● GIVEN PROBLEM A
Reproduce a portion of the Athens' Own passage. Begin at the words "As we leave" and stop after "in good time.".

--- Begin QUOTED PASSAGE ---

He wants all of our dialogues to be transparent and online, not just tonight, tomorrow or next week, no he wants them to be online in the moment that the magic is happening so that others can be included in the discussion. I can understand why logs are important, they keep the history of the people that have been involved with Athens’ Own. Their experiences are not lost and they stay connected well after their internship is over. Their experiences represent them and help the business adapt and improve. Constantine is enthusiastic about the Communication Era. He sees democracy happening through an online forum so that dominating groups do not have the power by default. He is not afraid of failures and mistakes rather he believes that they are challenges that inspire work and solutions that lead to efficiency. He has no problem with critiques of the business for he believes that everything that he and his team does at Athens’ Own is owned by the community and that community should know what they are doing.

As we leave for the day I am reminded to be mindful of my words. I have so much to learn. I feel that I have only practiced and studied sustainability. Constantine is teaching it and living it everyday. I am not here to pat myself on the back while living in the progressive town of Athens. I am here to learn how to grow and greet challenges with an open mind like that which is inspired with the rising sun. Granted, when I am up that early I sometimes question with enthusiasm, challenging what I see before me or what I hear, but I know to trust that all will be explained and understood in good time.

Apr 082013

I love coffee and I drink it everyday. On Thursday April fourth I volunteered at Athens’ Own. It was really fun because they package their products at ACEnet, the community kitchen and office location on Columbus Road. I was able to see many of the wonderful community members that enhance the sustainability practices and knowledge in Athens everyday. I received free potato seeds and garlic from Community Food Initiatives on that day. I learned that Athens’ Own is not just a business, Constantine Faller and his team are working to actualize a vision of resiliency. While you are enjoying your cup of Dawn Chorus Coffee you are supporting ethical economic choices. Constantine Faller, owner of Athens’ Own, orders coffee that is certified by the Café Feminino organization which ensures living wage jobs and works to create education and better living conditions for women in coffee countries such as Peru. Dawn Chorus Coffee is fair trade, organic, shade grown, and the coffee is roasted in Athens County. The boxes and equipment used in the production process are up-cycled or re-purposed. The packaging of the coffee is done at the community kitchen in Athens, Ohio known as the Appalachian Center for Economic Networks and is made of compostable material that has been recycled. Therefore the purchase of Dawn Chorus Coffee is a small action that reinforces a larger vision of holistic management.

--- End QUOTED PASSAGE ---
--- Begin INFORMATION SUPPLIED ---

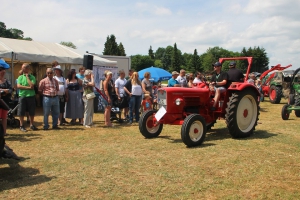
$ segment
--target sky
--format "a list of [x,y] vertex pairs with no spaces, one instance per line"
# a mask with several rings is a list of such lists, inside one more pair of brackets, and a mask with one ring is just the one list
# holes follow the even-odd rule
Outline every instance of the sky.
[[270,66],[299,68],[299,0],[1,0],[0,21],[39,42],[102,54],[111,34],[127,56],[150,46],[199,55],[215,46],[266,50]]

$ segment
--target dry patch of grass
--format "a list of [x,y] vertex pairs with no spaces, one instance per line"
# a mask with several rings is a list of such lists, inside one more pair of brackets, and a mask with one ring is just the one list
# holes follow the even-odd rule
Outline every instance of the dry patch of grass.
[[[300,118],[261,104],[255,134],[232,139],[224,120],[186,148],[180,126],[144,139],[138,125],[8,131],[23,160],[0,160],[1,199],[299,199]],[[42,121],[42,116],[37,117]],[[39,124],[38,128],[42,128]]]

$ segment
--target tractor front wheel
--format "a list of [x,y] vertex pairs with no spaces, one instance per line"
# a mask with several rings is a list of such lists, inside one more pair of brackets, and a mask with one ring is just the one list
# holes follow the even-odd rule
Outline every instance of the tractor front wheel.
[[289,105],[285,104],[281,109],[281,118],[283,120],[288,120],[290,117],[290,112],[287,110],[288,107],[289,107]]
[[181,127],[181,139],[188,147],[203,143],[206,135],[205,120],[201,115],[191,114],[184,119]]
[[233,138],[248,137],[257,125],[258,97],[251,89],[232,93],[226,108],[226,124]]
[[[300,97],[295,98],[295,106],[300,107]],[[296,117],[300,117],[300,110],[295,110]]]
[[159,136],[163,129],[163,124],[158,124],[155,126],[153,118],[155,110],[148,110],[144,112],[139,121],[139,129],[141,134],[145,138],[154,138]]
[[274,104],[279,104],[281,101],[282,89],[281,87],[276,87],[272,85],[269,90],[270,102]]

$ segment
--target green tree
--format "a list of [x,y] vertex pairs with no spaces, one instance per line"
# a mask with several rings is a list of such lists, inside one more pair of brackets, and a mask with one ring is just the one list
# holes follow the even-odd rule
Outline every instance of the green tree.
[[118,44],[116,42],[116,37],[113,34],[107,36],[106,38],[103,55],[111,55],[111,56],[119,55]]
[[[260,47],[249,47],[247,50],[244,47],[241,51],[241,56],[253,57],[250,72],[264,72],[268,69],[269,58],[267,56],[266,50]],[[241,68],[246,71],[248,66],[247,61],[241,62]]]
[[63,42],[63,41],[61,41],[59,44],[67,46],[67,47],[71,47],[73,49],[77,49],[77,47],[75,46],[75,44],[73,44],[73,42]]
[[165,48],[159,47],[159,48],[155,51],[155,55],[154,55],[155,59],[162,60],[162,58],[163,58],[165,52],[166,52],[166,49],[165,49]]
[[153,53],[153,50],[152,50],[152,46],[150,46],[150,49],[148,51],[148,55],[150,56],[151,59],[154,59],[154,53]]
[[192,72],[201,71],[200,58],[198,56],[197,49],[194,50],[194,54],[191,59],[191,67],[192,67]]
[[119,46],[118,46],[118,49],[119,49],[119,55],[118,56],[126,56],[126,53],[125,53],[125,48],[122,44],[122,42],[120,42]]
[[180,55],[176,43],[174,44],[173,55],[171,59],[171,71],[180,71]]
[[186,69],[187,71],[189,72],[192,72],[193,71],[193,67],[192,67],[192,54],[190,53],[184,53],[181,58],[181,63],[182,63],[182,66],[181,68],[183,69]]
[[140,71],[154,65],[154,60],[150,56],[134,55],[131,56],[131,68],[135,71]]
[[172,60],[172,54],[173,54],[173,47],[172,46],[167,46],[163,57],[161,59],[161,62],[163,64],[163,69],[167,71],[171,71],[171,60]]
[[161,60],[154,60],[154,66],[163,68],[163,64],[162,64]]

--- End INFORMATION SUPPLIED ---

● GIVEN PROBLEM B
Write out the lines of the records word for word. Begin at the start of the records and stop after the line containing "Outline every instance of the sky.". Leave the pictures out.

● RESPONSE A
As we leave for the day I am reminded to be mindful of my words. I have so much to learn. I feel that I have only practiced and studied sustainability. Constantine is teaching it and living it everyday. I am not here to pat myself on the back while living in the progressive town of Athens. I am here to learn how to grow and greet challenges with an open mind like that which is inspired with the rising sun. Granted, when I am up that early I sometimes question with enthusiasm, challenging what I see before me or what I hear, but I know to trust that all will be explained and understood in good time.

● RESPONSE B
$ segment
--target sky
--format "a list of [x,y] vertex pairs with no spaces, one instance per line"
# a mask with several rings is a list of such lists, inside one more pair of brackets, and a mask with one ring is just the one list
# holes follow the even-odd rule
Outline every instance of the sky.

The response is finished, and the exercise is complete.